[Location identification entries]
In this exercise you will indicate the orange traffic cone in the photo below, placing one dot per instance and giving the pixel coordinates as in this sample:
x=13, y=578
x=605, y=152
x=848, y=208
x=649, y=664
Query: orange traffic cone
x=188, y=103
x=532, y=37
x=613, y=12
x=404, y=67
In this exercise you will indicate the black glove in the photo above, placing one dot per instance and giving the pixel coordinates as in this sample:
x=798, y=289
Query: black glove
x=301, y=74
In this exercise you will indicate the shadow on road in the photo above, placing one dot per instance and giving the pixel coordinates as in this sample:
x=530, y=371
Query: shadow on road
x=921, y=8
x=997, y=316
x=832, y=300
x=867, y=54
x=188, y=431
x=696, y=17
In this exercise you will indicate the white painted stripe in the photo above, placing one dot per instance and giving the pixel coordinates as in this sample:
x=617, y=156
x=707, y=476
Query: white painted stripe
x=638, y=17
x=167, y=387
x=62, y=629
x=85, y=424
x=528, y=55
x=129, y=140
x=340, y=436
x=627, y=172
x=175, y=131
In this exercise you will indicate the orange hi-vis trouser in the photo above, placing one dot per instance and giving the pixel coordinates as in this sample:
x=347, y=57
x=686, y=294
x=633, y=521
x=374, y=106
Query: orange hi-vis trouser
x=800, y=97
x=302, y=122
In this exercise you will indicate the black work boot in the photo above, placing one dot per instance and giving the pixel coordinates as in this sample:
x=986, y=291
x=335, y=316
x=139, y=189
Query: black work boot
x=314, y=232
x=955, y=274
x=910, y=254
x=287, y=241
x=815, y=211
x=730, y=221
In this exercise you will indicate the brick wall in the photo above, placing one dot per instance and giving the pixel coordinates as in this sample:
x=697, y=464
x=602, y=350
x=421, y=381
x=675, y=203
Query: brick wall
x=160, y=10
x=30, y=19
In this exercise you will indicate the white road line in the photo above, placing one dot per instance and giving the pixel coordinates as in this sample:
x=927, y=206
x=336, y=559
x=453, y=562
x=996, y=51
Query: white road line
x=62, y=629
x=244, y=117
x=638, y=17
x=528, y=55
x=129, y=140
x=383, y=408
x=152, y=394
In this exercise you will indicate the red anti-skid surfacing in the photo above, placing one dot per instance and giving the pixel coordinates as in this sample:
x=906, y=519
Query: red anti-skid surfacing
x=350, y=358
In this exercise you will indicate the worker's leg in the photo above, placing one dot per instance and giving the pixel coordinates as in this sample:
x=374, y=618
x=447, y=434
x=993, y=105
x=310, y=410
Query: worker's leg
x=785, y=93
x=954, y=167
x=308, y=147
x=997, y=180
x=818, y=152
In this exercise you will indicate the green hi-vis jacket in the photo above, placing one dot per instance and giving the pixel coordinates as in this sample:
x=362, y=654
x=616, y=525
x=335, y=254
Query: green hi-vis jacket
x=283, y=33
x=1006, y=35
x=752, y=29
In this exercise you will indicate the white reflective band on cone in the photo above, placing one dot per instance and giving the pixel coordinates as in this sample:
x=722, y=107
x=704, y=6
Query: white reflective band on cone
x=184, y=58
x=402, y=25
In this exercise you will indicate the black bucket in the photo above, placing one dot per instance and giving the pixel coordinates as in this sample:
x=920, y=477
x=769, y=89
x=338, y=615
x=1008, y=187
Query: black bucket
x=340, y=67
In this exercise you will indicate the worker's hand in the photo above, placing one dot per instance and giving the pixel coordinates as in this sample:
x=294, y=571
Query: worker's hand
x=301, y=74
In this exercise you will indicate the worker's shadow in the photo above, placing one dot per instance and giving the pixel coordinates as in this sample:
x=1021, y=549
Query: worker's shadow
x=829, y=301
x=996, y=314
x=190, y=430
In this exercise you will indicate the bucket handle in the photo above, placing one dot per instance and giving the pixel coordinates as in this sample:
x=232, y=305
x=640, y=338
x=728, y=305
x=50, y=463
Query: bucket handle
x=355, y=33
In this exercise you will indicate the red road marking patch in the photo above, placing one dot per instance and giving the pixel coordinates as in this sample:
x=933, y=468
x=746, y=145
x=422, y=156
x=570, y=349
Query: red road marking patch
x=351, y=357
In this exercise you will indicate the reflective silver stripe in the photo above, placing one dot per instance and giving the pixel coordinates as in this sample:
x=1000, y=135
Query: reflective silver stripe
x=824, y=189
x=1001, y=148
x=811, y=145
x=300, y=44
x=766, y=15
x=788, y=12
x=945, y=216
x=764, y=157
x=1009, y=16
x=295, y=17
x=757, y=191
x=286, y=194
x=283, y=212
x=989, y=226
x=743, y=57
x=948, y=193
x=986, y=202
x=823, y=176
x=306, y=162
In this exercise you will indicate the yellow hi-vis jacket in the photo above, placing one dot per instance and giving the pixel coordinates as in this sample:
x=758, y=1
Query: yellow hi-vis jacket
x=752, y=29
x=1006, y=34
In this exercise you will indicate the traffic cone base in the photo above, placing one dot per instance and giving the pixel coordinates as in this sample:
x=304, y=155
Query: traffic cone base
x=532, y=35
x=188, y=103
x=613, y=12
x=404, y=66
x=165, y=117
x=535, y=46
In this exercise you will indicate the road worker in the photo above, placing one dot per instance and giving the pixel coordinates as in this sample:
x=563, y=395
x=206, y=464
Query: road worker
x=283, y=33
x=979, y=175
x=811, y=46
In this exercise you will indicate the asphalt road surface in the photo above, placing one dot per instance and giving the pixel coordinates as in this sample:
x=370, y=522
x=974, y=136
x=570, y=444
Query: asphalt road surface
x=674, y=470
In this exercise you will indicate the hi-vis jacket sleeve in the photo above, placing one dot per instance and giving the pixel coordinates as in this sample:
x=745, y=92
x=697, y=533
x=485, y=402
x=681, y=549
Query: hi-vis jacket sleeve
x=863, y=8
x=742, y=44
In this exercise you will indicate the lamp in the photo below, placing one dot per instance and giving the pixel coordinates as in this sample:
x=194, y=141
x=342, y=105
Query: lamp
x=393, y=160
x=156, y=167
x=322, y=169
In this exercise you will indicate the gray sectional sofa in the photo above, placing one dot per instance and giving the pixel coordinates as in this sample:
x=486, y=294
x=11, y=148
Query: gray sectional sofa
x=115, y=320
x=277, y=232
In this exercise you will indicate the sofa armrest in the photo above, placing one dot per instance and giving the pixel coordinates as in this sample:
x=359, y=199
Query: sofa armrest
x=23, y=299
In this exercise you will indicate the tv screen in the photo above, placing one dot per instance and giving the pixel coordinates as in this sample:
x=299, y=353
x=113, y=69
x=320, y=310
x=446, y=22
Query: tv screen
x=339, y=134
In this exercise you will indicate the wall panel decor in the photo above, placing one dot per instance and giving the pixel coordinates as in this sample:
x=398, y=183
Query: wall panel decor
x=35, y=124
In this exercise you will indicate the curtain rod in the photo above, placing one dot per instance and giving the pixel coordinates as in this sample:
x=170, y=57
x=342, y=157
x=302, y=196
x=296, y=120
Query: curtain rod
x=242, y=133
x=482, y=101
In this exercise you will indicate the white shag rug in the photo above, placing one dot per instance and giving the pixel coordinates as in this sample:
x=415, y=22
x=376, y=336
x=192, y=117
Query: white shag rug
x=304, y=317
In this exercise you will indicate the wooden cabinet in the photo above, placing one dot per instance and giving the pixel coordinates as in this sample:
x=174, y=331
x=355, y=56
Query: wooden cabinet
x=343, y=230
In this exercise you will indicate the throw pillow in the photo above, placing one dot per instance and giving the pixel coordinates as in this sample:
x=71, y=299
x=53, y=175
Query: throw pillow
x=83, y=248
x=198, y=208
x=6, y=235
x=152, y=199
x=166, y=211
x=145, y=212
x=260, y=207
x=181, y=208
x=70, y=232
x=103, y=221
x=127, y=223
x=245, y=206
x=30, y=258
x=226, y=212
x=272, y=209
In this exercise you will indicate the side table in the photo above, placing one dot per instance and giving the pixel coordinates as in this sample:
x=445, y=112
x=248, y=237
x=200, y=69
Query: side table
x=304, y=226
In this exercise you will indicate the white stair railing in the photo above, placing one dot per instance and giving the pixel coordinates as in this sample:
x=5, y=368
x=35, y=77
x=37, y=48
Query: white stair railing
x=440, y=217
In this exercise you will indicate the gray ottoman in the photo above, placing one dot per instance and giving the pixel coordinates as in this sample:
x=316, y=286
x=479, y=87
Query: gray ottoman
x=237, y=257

## [Problem requirements]
Substitute "end table" for "side table" in the lines starting at the one containing "In this exercise you will indicate the throw" and ending at the end of the entries. Give those lines again with nothing else altered.

## [Solution to the exercise]
In this exercise you will indicate the throw pillow in the photo above, placing one dot per instance and giving the pixel coordinates as in this sample:
x=71, y=299
x=53, y=175
Query: throw pillow
x=83, y=248
x=198, y=208
x=6, y=235
x=152, y=199
x=166, y=211
x=145, y=212
x=260, y=207
x=181, y=208
x=70, y=232
x=103, y=221
x=127, y=223
x=245, y=206
x=30, y=258
x=226, y=212
x=272, y=209
In this exercise you will indicate the end table in the photo above, placing one dot per instance and giving the pixel coordinates as in this sample:
x=445, y=112
x=248, y=237
x=200, y=69
Query: end table
x=304, y=226
In this exercise you will indicate the white stair railing in the photo above, placing one dot per instance and giving the pixel coordinates as in this sample:
x=5, y=368
x=35, y=77
x=37, y=48
Query: white stair railing
x=440, y=217
In this exercise you will indicate the gray ottoman in the photo above, placing one dot per instance and giving the pixel coordinates as in this sample:
x=316, y=286
x=479, y=87
Query: gray ottoman
x=237, y=257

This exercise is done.